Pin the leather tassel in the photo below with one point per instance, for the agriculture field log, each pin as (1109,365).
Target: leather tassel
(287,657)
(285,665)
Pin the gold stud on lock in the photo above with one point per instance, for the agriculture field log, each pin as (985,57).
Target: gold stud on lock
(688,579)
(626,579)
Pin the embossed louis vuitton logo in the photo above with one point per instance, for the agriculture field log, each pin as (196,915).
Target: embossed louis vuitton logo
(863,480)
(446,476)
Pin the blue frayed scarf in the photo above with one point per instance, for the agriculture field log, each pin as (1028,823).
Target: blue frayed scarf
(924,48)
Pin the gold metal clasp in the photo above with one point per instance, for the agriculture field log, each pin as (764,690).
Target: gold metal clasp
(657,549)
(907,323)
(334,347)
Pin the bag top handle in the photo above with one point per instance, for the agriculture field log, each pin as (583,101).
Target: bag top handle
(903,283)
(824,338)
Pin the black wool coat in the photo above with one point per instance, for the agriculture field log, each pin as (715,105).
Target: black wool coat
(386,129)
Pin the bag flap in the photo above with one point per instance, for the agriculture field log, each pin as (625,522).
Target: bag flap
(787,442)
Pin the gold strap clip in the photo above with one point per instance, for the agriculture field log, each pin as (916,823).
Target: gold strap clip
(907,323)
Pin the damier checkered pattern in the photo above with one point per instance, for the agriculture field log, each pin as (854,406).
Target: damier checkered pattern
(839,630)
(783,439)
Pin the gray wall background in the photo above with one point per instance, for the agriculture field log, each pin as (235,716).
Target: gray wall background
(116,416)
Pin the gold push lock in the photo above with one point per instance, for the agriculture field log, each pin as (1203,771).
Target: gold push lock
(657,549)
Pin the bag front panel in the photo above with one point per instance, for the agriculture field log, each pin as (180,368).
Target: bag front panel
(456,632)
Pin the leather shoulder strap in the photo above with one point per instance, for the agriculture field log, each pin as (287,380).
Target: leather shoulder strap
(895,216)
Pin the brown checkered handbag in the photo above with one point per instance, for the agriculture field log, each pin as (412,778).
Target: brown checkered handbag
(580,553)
--*--
Task prompt:
Copy everything from the line containing "Pin the brown" down through the last of the rows, renaming "handbag" to "purse" and changing nothing else.

Solved problem:
Pin the brown checkered purse in the photo above with one point per instance, for the agriculture field log, each pin as (412,778).
Target: brown checkered purse
(580,553)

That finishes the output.